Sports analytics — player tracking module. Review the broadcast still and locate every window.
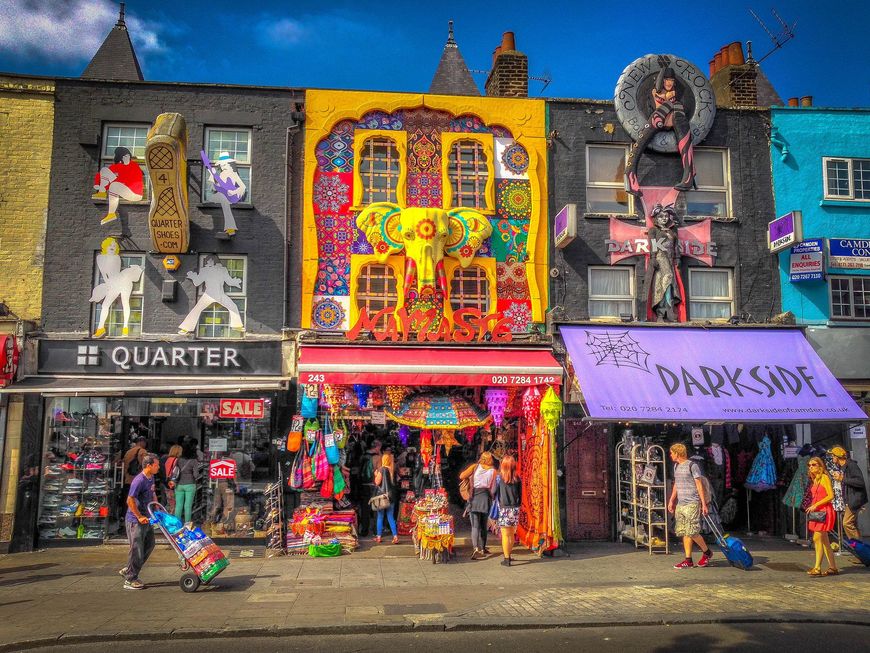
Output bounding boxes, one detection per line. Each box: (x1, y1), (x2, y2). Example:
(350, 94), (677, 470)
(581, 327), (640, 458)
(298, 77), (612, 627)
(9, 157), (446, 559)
(202, 127), (251, 204)
(450, 265), (489, 313)
(586, 145), (634, 215)
(830, 276), (870, 320)
(356, 263), (399, 317)
(359, 138), (401, 205)
(94, 124), (151, 202)
(93, 254), (145, 338)
(689, 268), (734, 321)
(686, 147), (731, 217)
(196, 254), (248, 338)
(448, 140), (489, 209)
(589, 266), (634, 318)
(823, 158), (870, 201)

#####

> **Objective**: Reproduce every row above verbatim, omitting the pictures.

> **Solved problem**:
Sports analytics — player tracking module. Review the broadcast still and locate every window.
Output bounding boxes, one detection per line. Each box: (x1, y1), (x2, y2). Example:
(350, 94), (677, 470)
(581, 327), (640, 458)
(298, 77), (612, 627)
(9, 157), (446, 559)
(202, 127), (251, 204)
(450, 265), (489, 313)
(586, 145), (634, 215)
(830, 276), (870, 320)
(356, 263), (399, 317)
(359, 138), (401, 205)
(94, 124), (151, 202)
(93, 254), (145, 338)
(689, 268), (734, 321)
(686, 147), (731, 217)
(196, 254), (248, 338)
(448, 140), (489, 209)
(589, 266), (634, 318)
(823, 158), (870, 201)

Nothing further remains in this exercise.